- DATASET EXCERPTS

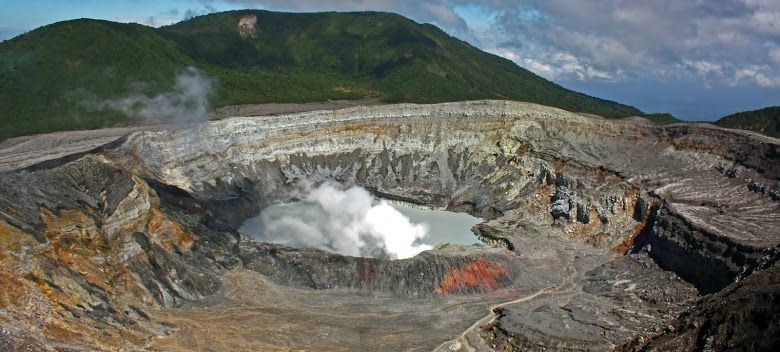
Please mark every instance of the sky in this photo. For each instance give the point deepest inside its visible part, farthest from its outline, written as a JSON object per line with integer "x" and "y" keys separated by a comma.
{"x": 696, "y": 59}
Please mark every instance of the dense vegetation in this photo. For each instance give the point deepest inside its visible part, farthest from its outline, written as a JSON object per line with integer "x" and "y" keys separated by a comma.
{"x": 49, "y": 76}
{"x": 766, "y": 121}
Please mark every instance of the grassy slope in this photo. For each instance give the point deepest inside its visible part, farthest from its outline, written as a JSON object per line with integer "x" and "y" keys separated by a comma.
{"x": 47, "y": 75}
{"x": 766, "y": 121}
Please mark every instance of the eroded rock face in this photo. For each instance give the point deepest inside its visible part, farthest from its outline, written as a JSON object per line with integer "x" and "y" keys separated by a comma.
{"x": 601, "y": 233}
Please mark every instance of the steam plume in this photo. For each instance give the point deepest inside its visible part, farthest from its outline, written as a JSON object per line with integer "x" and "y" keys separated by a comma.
{"x": 188, "y": 102}
{"x": 346, "y": 221}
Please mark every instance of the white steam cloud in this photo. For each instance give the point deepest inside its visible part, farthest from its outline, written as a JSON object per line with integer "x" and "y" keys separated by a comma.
{"x": 345, "y": 221}
{"x": 188, "y": 102}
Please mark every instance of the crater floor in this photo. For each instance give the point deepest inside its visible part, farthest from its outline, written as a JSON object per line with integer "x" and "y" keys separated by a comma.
{"x": 603, "y": 234}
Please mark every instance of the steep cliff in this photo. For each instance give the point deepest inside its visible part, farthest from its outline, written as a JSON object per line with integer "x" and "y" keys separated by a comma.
{"x": 601, "y": 233}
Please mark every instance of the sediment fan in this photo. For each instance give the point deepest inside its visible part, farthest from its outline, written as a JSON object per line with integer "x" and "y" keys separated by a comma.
{"x": 605, "y": 234}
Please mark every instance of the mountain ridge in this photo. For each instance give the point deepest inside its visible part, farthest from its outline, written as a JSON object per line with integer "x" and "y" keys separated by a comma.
{"x": 49, "y": 73}
{"x": 765, "y": 120}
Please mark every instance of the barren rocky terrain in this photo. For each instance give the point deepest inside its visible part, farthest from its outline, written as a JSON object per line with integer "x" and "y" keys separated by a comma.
{"x": 599, "y": 235}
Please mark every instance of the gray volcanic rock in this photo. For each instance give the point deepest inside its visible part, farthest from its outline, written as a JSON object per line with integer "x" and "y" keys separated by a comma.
{"x": 600, "y": 234}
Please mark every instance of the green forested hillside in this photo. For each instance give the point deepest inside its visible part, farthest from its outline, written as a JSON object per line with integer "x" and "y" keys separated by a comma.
{"x": 766, "y": 121}
{"x": 48, "y": 76}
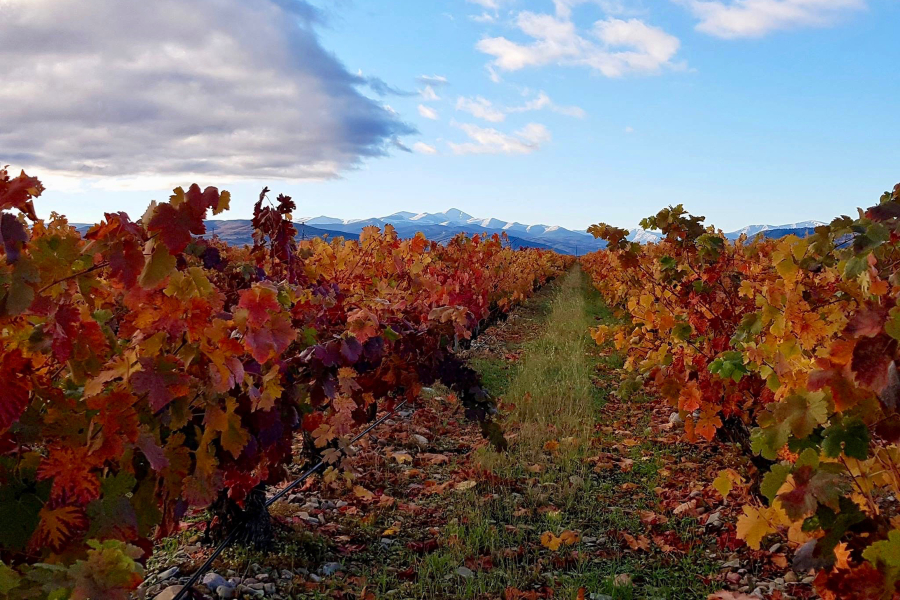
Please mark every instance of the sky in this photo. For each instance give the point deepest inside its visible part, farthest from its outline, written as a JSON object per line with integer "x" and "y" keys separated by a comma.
{"x": 565, "y": 112}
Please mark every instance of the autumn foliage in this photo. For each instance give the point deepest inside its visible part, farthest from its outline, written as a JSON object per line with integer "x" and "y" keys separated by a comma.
{"x": 147, "y": 371}
{"x": 789, "y": 347}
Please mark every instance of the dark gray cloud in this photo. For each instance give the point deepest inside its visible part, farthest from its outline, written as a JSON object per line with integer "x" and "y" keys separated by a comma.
{"x": 380, "y": 87}
{"x": 221, "y": 87}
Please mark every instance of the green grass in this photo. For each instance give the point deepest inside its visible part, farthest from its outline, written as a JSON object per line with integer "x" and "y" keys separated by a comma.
{"x": 559, "y": 394}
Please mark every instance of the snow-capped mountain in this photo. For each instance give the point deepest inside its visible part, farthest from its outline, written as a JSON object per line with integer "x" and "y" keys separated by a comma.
{"x": 751, "y": 230}
{"x": 442, "y": 226}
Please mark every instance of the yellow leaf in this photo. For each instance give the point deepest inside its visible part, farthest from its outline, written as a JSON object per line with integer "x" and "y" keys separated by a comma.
{"x": 569, "y": 537}
{"x": 722, "y": 483}
{"x": 401, "y": 457}
{"x": 361, "y": 492}
{"x": 842, "y": 556}
{"x": 548, "y": 540}
{"x": 754, "y": 525}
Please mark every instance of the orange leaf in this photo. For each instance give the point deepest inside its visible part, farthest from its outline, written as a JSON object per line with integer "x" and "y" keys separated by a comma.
{"x": 56, "y": 527}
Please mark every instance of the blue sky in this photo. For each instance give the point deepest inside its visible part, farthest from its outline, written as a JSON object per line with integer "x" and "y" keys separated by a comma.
{"x": 567, "y": 113}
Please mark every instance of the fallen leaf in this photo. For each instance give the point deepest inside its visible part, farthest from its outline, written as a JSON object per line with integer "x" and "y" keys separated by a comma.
{"x": 361, "y": 492}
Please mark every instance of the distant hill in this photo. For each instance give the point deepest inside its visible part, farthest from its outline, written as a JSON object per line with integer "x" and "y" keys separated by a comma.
{"x": 768, "y": 230}
{"x": 443, "y": 226}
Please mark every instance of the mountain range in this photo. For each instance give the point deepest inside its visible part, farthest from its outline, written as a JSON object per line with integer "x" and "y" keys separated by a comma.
{"x": 443, "y": 226}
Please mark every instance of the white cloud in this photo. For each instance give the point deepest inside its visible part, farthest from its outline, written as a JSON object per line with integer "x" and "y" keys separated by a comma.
{"x": 483, "y": 108}
{"x": 428, "y": 94}
{"x": 480, "y": 108}
{"x": 610, "y": 7}
{"x": 491, "y": 141}
{"x": 433, "y": 80}
{"x": 543, "y": 101}
{"x": 755, "y": 18}
{"x": 423, "y": 148}
{"x": 622, "y": 46}
{"x": 484, "y": 17}
{"x": 220, "y": 88}
{"x": 427, "y": 112}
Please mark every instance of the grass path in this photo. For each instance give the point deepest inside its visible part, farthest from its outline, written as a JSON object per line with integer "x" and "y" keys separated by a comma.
{"x": 439, "y": 514}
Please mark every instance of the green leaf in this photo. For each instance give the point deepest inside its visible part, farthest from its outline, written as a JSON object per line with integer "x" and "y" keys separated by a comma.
{"x": 850, "y": 436}
{"x": 160, "y": 266}
{"x": 9, "y": 579}
{"x": 802, "y": 413}
{"x": 768, "y": 441}
{"x": 774, "y": 479}
{"x": 681, "y": 331}
{"x": 19, "y": 513}
{"x": 885, "y": 555}
{"x": 855, "y": 265}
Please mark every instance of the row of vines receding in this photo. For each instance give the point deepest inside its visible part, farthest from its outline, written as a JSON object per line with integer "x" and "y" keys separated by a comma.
{"x": 788, "y": 347}
{"x": 148, "y": 371}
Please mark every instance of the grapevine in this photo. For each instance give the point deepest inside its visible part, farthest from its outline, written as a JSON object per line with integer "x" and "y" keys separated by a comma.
{"x": 788, "y": 347}
{"x": 149, "y": 370}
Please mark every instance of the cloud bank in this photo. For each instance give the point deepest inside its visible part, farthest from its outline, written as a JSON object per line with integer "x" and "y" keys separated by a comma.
{"x": 756, "y": 18}
{"x": 229, "y": 88}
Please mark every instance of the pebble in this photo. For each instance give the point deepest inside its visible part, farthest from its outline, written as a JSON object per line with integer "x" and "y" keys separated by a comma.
{"x": 214, "y": 580}
{"x": 168, "y": 593}
{"x": 225, "y": 592}
{"x": 330, "y": 568}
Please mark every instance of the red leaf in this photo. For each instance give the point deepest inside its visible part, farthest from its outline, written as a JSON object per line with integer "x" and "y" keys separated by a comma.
{"x": 868, "y": 322}
{"x": 13, "y": 237}
{"x": 871, "y": 359}
{"x": 15, "y": 373}
{"x": 126, "y": 261}
{"x": 18, "y": 193}
{"x": 57, "y": 526}
{"x": 162, "y": 381}
{"x": 71, "y": 472}
{"x": 175, "y": 225}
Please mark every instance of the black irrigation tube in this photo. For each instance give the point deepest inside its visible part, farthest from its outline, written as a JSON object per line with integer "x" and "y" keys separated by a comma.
{"x": 234, "y": 532}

- WHAT YOU WILL DO
Word for word, restate the lines running from the one containing "Please mark every instance of the black" through the final line of the records above, and nothing besides.

- WRITTEN REPLY
Please mark every instance of the black irrigation tube in this photo. For each instance give the point deepest inside its visible part, farthest from its outline, written as a JSON object per line with integer "x" and "y" keys separated by a comma.
{"x": 234, "y": 532}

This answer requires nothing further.